• Task prompt
Quote only the span from the first line of the entries to the line containing "Draw the outline of every instance of the ski.", both ends kept. Leave every picture out.

• Data provided
******

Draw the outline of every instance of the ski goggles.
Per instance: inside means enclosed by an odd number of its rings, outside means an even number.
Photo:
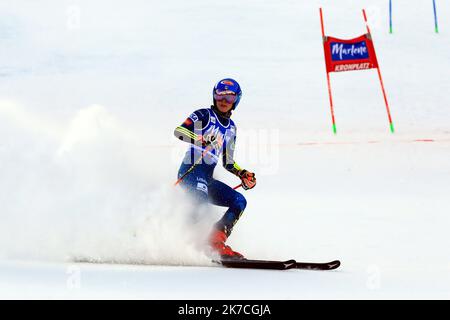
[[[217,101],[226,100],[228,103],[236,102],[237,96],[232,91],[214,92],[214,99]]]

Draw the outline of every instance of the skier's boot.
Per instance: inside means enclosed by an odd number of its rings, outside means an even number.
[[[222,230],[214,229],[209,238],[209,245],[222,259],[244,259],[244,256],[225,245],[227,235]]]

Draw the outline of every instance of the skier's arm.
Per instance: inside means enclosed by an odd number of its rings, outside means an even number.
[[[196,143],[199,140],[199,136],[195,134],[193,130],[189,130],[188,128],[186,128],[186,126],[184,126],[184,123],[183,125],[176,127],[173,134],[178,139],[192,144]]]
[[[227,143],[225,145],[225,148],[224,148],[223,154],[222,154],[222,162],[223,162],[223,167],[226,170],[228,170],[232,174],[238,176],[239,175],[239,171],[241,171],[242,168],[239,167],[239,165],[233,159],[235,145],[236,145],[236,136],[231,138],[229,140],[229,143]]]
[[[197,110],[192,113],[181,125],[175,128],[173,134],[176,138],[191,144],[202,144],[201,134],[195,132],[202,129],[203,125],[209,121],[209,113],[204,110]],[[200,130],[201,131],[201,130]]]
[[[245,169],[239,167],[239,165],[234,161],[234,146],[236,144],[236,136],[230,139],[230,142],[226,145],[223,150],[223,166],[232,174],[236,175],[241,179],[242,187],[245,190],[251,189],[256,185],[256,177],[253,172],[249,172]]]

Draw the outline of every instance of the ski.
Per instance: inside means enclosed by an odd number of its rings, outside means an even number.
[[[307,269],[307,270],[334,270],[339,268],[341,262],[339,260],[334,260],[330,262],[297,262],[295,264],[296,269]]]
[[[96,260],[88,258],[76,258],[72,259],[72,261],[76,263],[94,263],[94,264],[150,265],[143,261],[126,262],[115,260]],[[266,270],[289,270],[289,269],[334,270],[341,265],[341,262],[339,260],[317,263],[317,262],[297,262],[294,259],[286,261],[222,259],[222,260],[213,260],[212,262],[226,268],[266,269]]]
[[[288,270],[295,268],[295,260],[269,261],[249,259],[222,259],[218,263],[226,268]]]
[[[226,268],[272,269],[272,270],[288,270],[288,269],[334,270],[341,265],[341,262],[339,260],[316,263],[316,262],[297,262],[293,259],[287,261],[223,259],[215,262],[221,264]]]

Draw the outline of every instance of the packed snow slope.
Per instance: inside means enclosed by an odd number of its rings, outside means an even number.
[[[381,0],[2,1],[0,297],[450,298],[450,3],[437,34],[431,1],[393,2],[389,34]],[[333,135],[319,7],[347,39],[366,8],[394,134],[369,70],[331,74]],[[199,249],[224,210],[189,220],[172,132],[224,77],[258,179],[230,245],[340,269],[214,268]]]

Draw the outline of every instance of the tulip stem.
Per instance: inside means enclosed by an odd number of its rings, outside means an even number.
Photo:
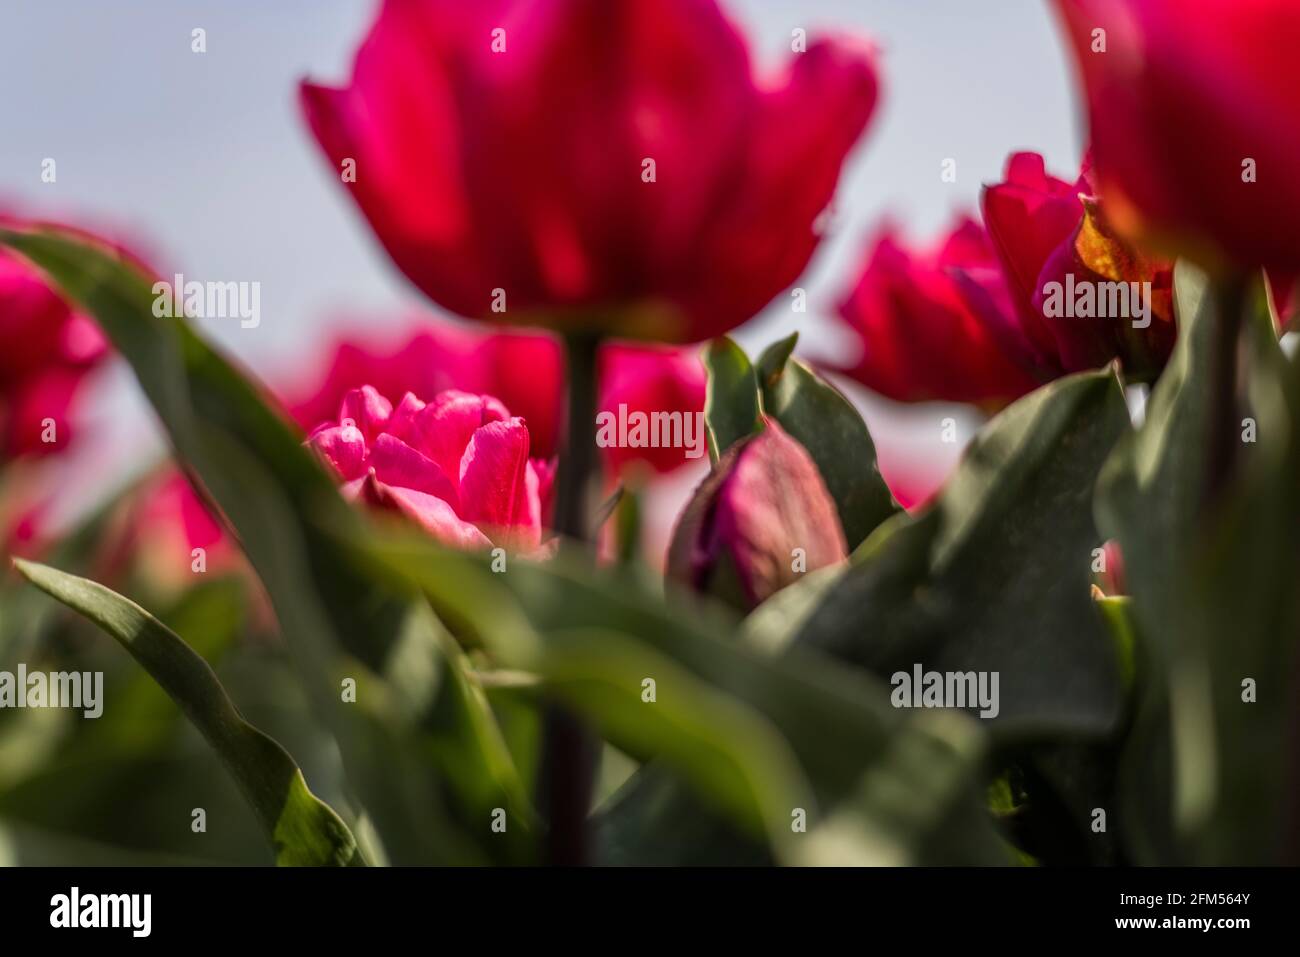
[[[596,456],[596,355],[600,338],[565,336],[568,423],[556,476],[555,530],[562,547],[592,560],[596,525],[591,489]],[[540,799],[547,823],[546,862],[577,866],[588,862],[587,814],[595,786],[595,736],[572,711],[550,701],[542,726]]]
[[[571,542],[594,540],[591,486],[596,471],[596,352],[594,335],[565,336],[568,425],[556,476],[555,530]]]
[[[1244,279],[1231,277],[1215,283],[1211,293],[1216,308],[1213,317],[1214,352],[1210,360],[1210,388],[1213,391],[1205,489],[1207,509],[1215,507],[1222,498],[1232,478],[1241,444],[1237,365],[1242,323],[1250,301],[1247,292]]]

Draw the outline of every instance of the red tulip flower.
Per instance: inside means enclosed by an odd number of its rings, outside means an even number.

******

• Problem solution
Draw the outline of every instance of the ski goggles.
Per instance: inside means enclosed by an odd number of its rings, outside means an even number.
Photo:
[[[217,101],[226,100],[228,103],[236,102],[237,96],[232,91],[214,92],[214,99]]]

Draw the outline of every instance of the skier's boot.
Per instance: inside means enclosed by an odd number of its rings, outside means an even number.
[[[222,230],[214,229],[209,238],[209,245],[222,259],[244,259],[244,256],[225,245],[227,235]]]

Draw the outline of every instance of the skier's arm.
Per instance: inside means enclosed by an odd number of its rings, outside means an even number.
[[[196,143],[199,140],[199,136],[195,134],[193,130],[189,130],[188,128],[186,128],[186,126],[184,126],[184,123],[183,125],[176,127],[173,134],[178,139],[192,144]]]
[[[227,143],[225,145],[225,148],[224,148],[223,154],[222,154],[222,162],[223,162],[223,167],[226,170],[228,170],[232,174],[238,176],[239,175],[239,171],[241,171],[242,168],[239,167],[239,165],[233,159],[235,145],[236,145],[236,136],[231,138],[229,140],[229,143]]]
[[[197,110],[192,113],[181,125],[175,128],[173,134],[176,138],[191,144],[202,144],[201,134],[195,132],[202,129],[203,125],[209,121],[209,113],[204,110]],[[200,130],[201,131],[201,130]]]
[[[245,169],[239,167],[239,165],[234,161],[234,146],[236,144],[236,136],[230,139],[230,142],[226,145],[223,150],[223,166],[232,174],[236,175],[241,179],[242,187],[245,190],[251,189],[256,185],[256,177],[253,172],[249,172]]]

Draw the outline of every instance of the ski.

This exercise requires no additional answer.